Egg White Frittata
A light, high-protein frittata made with egg whites and fresh vegetables. Perfect for a healthy breakfast or meal prep.
Prep Time 10 minutes mins
Cook Time 20 minutes mins
Total Time 30 minutes mins
Course Breakfast, Brunch
Cuisine Italian
Servings 4 servings
Calories 120 kcal
Non-stick skillet
Oven-safe pan
Egg Mixture
- 8 egg whites
- 1/4 cup milk optional, for creaminess
- 1/2 tsp salt
- 1/4 tsp black pepper
Vegetable & Cheese Mix
- 1/2 cup spinach chopped
- 1/2 cup mushrooms sliced
- 1/4 cup bell peppers diced
- 1/4 cup feta cheese crumbled
- 1 tsp olive oil
Preheat the oven to 350°F (175°C).
Whisk together egg whites, milk (if using), salt, and black pepper in a bowl.
Heat olive oil in a non-stick or oven-safe skillet over medium heat. Add mushrooms, bell peppers, and spinach. Sauté for 3–5 minutes until tender.

◆ **Material provided**:
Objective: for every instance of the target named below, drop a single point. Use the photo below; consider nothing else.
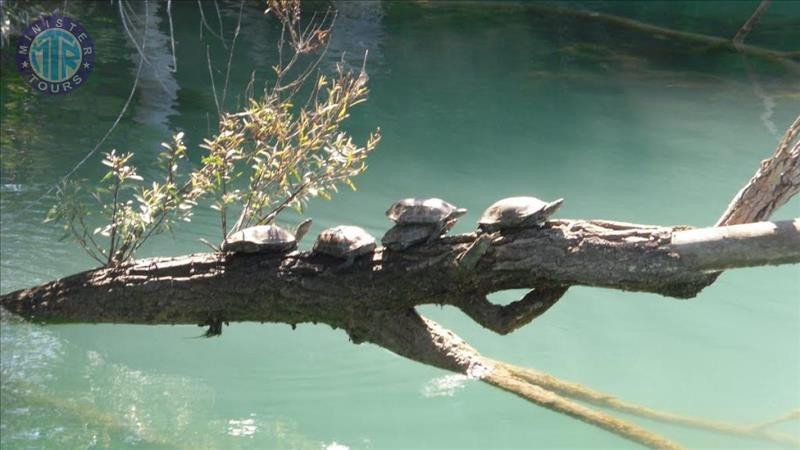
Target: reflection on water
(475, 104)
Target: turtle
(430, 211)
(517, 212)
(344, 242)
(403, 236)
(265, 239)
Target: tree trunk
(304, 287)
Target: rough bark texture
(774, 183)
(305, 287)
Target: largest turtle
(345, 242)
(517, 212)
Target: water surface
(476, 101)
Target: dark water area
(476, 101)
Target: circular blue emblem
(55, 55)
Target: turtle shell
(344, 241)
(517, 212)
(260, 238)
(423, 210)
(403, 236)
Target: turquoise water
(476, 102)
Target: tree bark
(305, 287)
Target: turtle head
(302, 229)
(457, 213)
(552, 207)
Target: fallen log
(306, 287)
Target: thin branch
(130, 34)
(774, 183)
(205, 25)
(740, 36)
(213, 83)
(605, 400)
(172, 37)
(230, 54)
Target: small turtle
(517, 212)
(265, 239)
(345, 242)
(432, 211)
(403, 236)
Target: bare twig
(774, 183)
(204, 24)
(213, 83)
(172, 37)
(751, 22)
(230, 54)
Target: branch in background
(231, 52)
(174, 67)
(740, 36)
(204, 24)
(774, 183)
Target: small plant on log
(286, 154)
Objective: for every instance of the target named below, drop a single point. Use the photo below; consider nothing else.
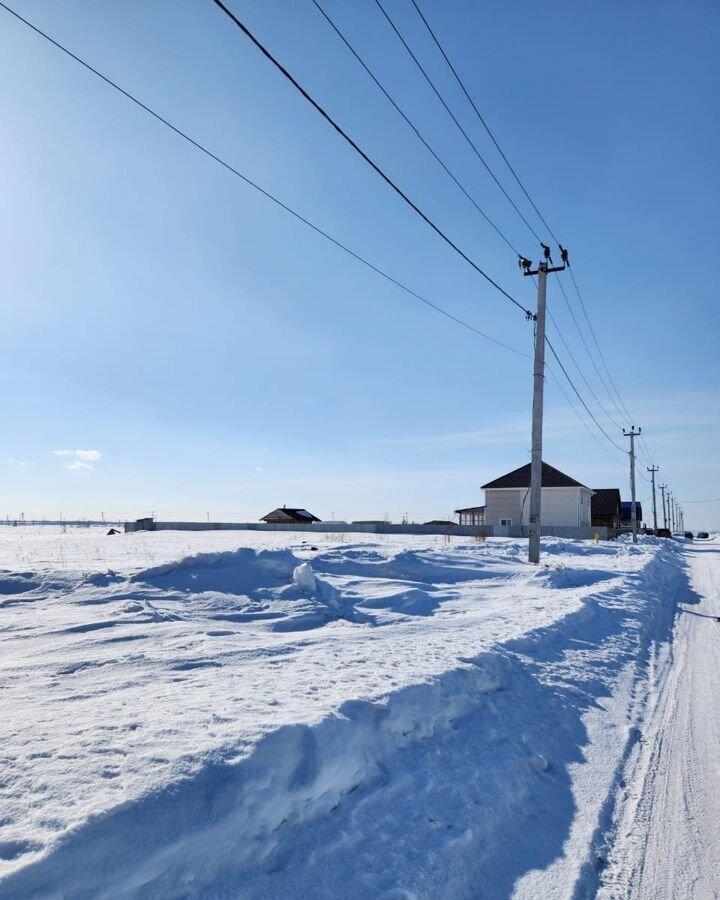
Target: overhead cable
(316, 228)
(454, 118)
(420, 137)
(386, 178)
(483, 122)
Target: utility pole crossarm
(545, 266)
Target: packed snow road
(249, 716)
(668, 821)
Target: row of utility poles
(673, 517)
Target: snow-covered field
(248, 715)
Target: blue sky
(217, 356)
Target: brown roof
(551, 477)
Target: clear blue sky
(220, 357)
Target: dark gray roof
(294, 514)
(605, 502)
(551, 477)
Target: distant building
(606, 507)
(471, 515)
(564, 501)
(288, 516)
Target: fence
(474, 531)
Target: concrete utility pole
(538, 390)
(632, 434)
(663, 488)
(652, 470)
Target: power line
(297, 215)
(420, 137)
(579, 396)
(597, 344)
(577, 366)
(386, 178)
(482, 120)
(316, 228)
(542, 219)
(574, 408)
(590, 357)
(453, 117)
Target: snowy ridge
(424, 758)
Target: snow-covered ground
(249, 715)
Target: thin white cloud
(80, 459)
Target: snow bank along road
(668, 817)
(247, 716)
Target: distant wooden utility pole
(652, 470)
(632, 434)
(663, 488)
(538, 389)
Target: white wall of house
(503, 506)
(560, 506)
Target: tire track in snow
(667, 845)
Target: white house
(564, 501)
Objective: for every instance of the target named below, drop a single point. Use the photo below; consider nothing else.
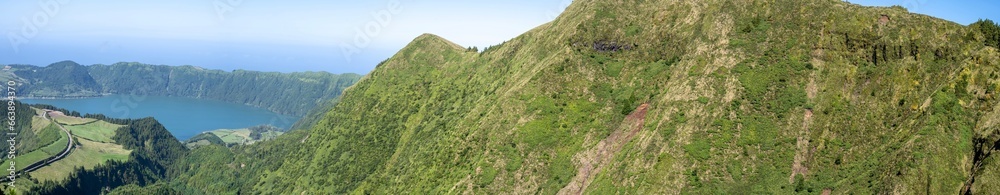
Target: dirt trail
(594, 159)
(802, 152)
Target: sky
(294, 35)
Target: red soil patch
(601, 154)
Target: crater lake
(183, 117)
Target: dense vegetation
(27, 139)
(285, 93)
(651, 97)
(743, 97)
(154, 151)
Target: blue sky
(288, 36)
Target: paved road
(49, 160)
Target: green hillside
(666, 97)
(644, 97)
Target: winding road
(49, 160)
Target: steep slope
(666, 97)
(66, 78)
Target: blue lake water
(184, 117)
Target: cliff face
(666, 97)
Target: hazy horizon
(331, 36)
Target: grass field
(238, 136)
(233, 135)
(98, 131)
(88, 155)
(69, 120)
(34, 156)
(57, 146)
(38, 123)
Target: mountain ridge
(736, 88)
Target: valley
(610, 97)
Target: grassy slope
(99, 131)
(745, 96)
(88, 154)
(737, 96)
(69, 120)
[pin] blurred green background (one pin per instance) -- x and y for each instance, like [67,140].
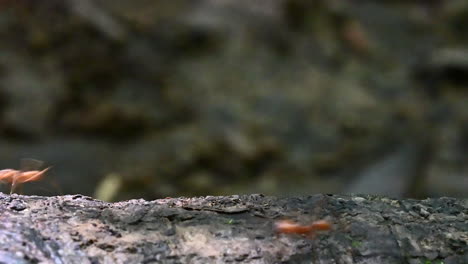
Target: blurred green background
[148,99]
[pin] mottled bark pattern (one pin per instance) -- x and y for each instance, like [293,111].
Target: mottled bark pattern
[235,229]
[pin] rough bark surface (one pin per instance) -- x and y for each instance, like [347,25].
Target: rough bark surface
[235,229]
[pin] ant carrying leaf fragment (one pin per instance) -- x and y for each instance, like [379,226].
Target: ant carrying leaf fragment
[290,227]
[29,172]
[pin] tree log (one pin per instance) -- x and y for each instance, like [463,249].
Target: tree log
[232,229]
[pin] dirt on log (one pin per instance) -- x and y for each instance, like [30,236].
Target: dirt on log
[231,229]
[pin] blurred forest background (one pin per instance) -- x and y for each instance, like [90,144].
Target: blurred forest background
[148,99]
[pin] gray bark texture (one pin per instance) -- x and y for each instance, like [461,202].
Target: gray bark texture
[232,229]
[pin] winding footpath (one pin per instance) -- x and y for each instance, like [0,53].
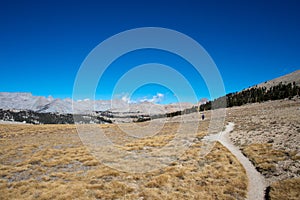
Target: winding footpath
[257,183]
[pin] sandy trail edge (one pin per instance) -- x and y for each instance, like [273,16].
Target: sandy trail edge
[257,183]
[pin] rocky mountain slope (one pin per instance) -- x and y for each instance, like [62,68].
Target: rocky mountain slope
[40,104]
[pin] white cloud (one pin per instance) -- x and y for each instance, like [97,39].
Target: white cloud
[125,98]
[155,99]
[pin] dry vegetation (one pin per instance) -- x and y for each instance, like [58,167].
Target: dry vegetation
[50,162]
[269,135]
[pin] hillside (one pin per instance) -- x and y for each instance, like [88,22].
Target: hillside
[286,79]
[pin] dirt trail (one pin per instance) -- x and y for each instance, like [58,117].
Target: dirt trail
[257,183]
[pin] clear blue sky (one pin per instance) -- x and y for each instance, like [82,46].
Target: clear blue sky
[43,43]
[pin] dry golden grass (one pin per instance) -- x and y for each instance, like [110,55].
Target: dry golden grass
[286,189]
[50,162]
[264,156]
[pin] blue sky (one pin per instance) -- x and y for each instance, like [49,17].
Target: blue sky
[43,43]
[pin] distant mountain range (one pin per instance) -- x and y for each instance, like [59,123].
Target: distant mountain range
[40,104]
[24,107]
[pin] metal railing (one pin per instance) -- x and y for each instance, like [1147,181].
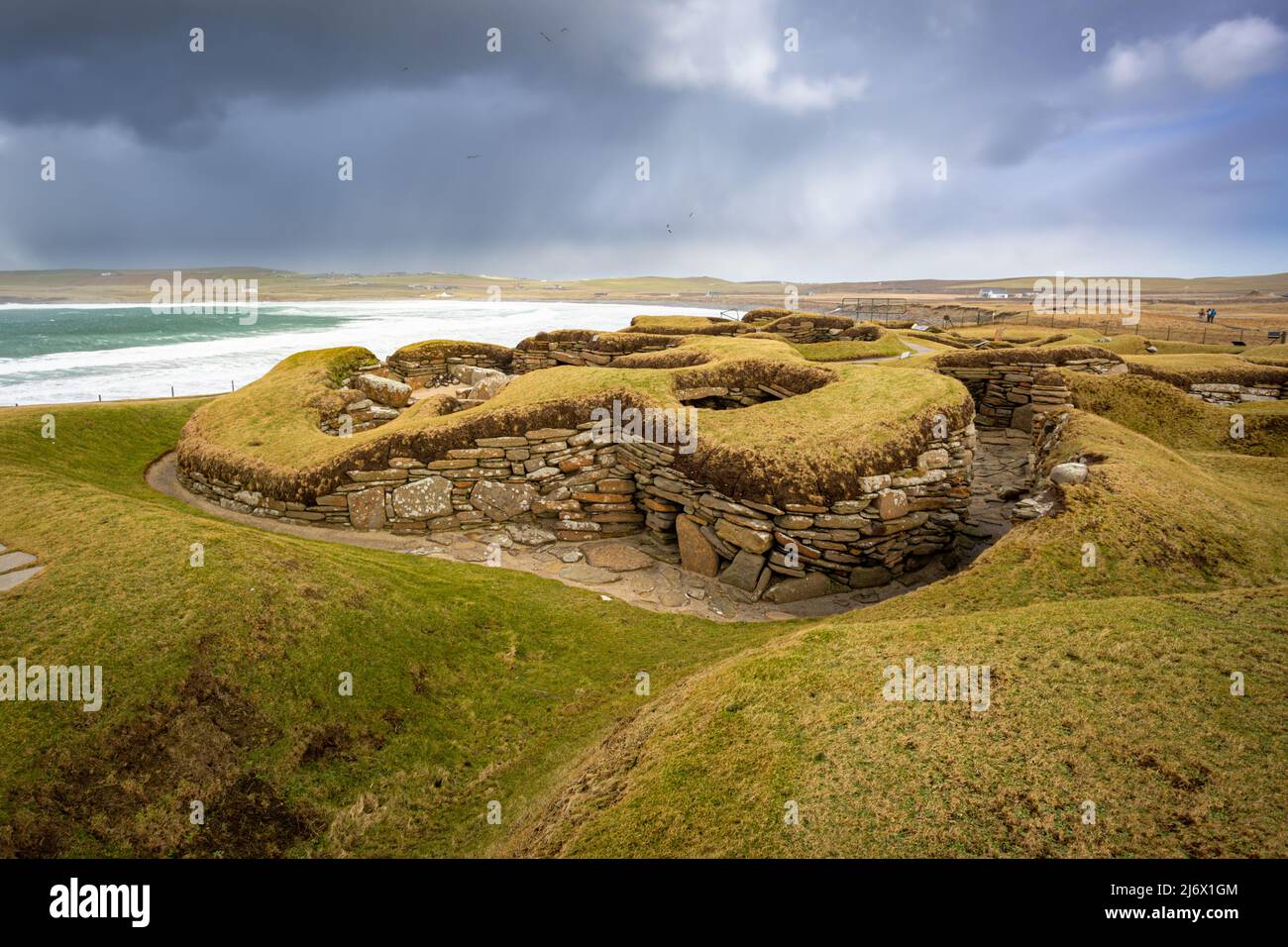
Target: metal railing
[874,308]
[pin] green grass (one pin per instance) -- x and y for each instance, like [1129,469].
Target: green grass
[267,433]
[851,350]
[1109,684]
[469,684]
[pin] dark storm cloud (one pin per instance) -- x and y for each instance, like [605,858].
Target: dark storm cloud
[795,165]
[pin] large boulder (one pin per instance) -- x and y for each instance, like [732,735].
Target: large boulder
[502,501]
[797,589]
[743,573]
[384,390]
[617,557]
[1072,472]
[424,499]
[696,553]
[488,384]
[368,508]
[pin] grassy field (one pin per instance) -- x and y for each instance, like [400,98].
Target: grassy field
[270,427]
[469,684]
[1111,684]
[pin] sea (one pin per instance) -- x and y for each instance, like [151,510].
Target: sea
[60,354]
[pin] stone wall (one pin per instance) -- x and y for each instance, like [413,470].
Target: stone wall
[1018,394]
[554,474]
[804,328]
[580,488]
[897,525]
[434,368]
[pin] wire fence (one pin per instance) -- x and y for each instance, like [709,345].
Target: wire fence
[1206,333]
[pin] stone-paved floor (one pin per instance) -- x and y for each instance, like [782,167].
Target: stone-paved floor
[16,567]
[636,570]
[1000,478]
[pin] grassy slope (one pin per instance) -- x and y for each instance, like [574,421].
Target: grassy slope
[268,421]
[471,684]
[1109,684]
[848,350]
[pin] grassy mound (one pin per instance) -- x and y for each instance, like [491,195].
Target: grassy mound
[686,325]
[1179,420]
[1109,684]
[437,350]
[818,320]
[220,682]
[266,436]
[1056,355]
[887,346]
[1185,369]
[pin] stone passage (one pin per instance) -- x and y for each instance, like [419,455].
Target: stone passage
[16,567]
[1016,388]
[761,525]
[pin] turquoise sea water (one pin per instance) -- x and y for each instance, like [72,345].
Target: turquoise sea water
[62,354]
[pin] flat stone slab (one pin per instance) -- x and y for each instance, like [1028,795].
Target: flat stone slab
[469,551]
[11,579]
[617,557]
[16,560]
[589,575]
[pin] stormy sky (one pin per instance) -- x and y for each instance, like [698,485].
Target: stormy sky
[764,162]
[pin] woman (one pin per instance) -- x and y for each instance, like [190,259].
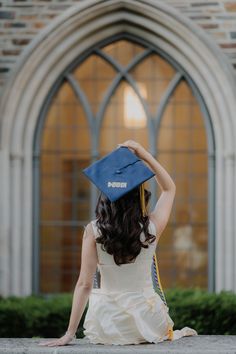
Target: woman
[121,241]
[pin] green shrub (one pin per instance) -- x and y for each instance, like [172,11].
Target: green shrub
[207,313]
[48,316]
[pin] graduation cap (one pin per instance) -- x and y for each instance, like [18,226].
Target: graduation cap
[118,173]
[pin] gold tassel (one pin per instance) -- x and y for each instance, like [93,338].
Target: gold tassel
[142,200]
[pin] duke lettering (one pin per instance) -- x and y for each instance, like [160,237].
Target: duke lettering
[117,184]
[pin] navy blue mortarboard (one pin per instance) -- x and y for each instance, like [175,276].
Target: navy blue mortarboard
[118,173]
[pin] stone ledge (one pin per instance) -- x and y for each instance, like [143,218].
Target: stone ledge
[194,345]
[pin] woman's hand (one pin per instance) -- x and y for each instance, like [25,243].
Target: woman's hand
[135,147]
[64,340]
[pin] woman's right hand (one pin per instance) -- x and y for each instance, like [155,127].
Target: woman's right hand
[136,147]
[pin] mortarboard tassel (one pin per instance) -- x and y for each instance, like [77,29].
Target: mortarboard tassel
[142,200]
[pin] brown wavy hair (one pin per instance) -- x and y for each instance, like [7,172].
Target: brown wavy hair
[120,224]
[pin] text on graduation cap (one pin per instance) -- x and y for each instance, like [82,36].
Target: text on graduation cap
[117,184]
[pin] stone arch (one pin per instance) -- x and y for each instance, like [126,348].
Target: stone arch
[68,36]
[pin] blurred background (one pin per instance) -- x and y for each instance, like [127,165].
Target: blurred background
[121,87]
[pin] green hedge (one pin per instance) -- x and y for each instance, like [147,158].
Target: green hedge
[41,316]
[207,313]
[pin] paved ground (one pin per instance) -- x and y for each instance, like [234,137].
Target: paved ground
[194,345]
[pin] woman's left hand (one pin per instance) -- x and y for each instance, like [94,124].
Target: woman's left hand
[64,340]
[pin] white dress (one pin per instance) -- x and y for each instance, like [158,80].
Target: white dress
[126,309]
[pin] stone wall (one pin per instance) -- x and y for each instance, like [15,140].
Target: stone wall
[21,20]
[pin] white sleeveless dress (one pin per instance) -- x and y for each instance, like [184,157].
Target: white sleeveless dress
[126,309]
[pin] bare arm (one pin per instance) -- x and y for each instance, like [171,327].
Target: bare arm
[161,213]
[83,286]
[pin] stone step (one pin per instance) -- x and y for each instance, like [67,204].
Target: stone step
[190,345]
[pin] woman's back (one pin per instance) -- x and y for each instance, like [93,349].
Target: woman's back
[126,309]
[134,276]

◆ **Required action A**: According to the egg white frittata recipe, to what temperature should the oven be preheated?
◆ **Required action B**: Repeat the egg white frittata recipe word for word from "Whisk together egg" up to and including "minutes until tender.".
◆ **Required action C**: Carry on the egg white frittata recipe from its last step, writing the remaining instructions.

◆ **Response box A**: 350°F (175°C).

◆ **Response box B**:
Whisk together egg whites, milk (if using), salt, and black pepper in a bowl.
Heat olive oil in a non-stick or oven-safe skillet over medium heat. Add mushrooms, bell peppers, and spinach. Sauté for 3–5 minutes until tender.

◆ **Response box C**:
Pour the egg white mixture over the vegetables. Sprinkle feta cheese on top.
Cook on the stovetop for 2–3 minutes until the edges start to set.
Transfer the skillet to the oven and bake for 15 minutes, or until the eggs are fully set.
Let the frittata cool for 5 minutes before slicing and serving.
For a dairy-free version, omit the feta cheese or use nutritional yeast.
Try different vegetables like zucchini, tomatoes, or kale for variety.